Reproduce the following records exactly from the line containing "Query: player's knee" onward, ending with the last line and including it.

Dataset entries
- Opening Delimiter -
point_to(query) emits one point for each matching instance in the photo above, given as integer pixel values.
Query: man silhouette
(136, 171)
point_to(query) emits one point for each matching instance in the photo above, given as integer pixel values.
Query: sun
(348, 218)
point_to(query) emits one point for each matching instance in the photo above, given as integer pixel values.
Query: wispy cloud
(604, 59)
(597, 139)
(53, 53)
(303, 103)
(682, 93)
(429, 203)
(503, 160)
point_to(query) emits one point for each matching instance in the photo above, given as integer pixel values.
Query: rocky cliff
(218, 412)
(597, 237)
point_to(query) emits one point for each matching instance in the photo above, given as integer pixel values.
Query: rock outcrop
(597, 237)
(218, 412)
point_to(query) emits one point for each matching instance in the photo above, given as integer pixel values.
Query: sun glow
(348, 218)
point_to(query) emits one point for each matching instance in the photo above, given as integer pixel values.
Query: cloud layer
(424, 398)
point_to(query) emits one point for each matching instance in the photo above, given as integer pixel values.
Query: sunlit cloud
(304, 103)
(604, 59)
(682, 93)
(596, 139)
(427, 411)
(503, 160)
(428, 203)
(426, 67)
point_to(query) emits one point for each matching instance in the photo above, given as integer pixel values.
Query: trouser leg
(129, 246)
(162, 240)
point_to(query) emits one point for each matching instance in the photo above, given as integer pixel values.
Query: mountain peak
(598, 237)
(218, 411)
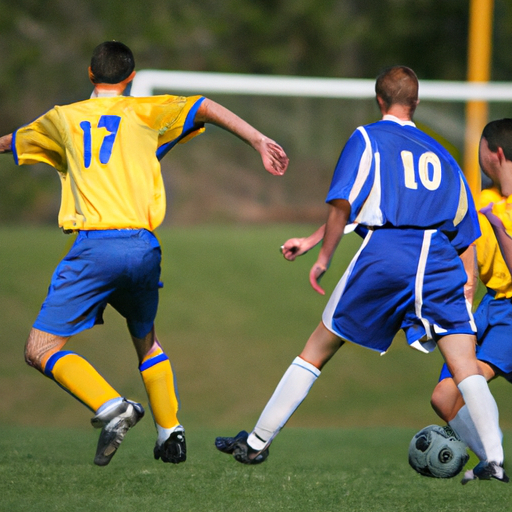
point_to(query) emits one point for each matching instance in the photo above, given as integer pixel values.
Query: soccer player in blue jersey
(484, 259)
(106, 150)
(411, 196)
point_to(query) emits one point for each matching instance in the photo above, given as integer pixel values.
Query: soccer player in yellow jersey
(493, 316)
(106, 150)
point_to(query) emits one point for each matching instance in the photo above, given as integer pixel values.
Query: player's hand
(491, 217)
(293, 248)
(273, 156)
(315, 274)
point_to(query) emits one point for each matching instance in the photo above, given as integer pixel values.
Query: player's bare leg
(289, 394)
(158, 378)
(113, 414)
(459, 354)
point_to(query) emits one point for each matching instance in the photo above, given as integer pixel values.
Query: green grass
(357, 470)
(233, 315)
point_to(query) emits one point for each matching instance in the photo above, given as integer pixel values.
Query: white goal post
(148, 81)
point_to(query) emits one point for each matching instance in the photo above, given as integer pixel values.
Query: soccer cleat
(173, 450)
(239, 448)
(114, 422)
(485, 471)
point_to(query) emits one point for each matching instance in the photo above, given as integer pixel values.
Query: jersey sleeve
(40, 141)
(182, 127)
(352, 178)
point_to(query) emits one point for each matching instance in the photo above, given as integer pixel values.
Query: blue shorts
(406, 279)
(116, 267)
(493, 319)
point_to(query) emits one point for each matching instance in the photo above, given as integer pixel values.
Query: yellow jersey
(492, 268)
(105, 151)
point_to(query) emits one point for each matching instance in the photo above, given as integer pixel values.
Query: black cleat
(486, 471)
(174, 450)
(241, 451)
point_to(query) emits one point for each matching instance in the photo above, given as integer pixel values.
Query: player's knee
(446, 399)
(31, 358)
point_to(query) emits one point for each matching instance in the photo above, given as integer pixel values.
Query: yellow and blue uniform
(493, 317)
(106, 151)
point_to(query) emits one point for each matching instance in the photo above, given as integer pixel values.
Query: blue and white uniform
(412, 196)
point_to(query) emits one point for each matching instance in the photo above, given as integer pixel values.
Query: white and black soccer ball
(437, 452)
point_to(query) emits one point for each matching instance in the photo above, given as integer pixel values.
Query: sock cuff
(52, 361)
(152, 361)
(298, 361)
(470, 381)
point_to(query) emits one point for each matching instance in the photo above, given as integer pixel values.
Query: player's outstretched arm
(504, 239)
(272, 154)
(469, 260)
(339, 213)
(295, 247)
(5, 143)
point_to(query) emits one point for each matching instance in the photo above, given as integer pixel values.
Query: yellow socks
(79, 378)
(158, 378)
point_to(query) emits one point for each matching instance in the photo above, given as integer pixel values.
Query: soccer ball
(437, 452)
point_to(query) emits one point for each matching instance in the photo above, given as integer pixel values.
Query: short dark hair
(111, 63)
(398, 85)
(498, 134)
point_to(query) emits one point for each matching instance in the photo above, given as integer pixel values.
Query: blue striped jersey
(395, 175)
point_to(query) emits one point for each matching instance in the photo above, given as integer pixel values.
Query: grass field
(233, 315)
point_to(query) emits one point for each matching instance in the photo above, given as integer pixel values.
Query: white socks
(289, 394)
(483, 412)
(465, 428)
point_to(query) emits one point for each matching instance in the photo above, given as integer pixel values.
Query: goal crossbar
(147, 81)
- Closing Delimiter -
TASK OUTPUT:
Query: player's knee
(446, 399)
(31, 358)
point_to(query) emits one point for each matching instance in the photo above, given as integer pixel values.
Query: yellow and blue uniform
(493, 317)
(106, 151)
point_to(query) emits one point for each matching instance in the photo above, given as integer pixel values.
Query: blue and white uniform
(412, 196)
point_to(query) emits one point for each matching instance in the photo above, given as integer pixel values.
Query: white and black soccer ball
(437, 452)
point_to(query) emits one point for each matching instance in the photo above, given as integer pixel values.
Query: sock cuff
(52, 361)
(152, 361)
(298, 361)
(470, 381)
point_to(query) emits one point for each matching instance in the photo above, given as integer pixel values.
Query: player's outstretched arm
(504, 239)
(272, 154)
(469, 260)
(339, 213)
(295, 247)
(5, 143)
point_to(query) emits one point for each matching instance in the photo above, given as integer pixel values.
Query: yellow socks
(79, 378)
(158, 378)
point_to(query) emits one point for each matching instance in the photo above, given as integer pixel values.
Query: soccer ball
(437, 452)
point_to(query) emits one point for each matching instance in the photo above, given as integer pixel values.
Query: short dark hair
(111, 63)
(398, 85)
(498, 134)
point_to(query) emits one point for each matching instance in the photo above, given as integer pixel values.
Query: blue striped jersey
(395, 175)
point_to(query) emits one point for each matching instance in the photo above, given as integer pixel values.
Query: grass field
(233, 315)
point_to(query) emits one point for each matching instance in the photo above, given as integer pixel values.
Query: white socks
(289, 394)
(483, 412)
(465, 428)
point_to(query) emits one point for each matching instance in the photo above, given as integer pixel values.
Query: goal crossbar
(147, 81)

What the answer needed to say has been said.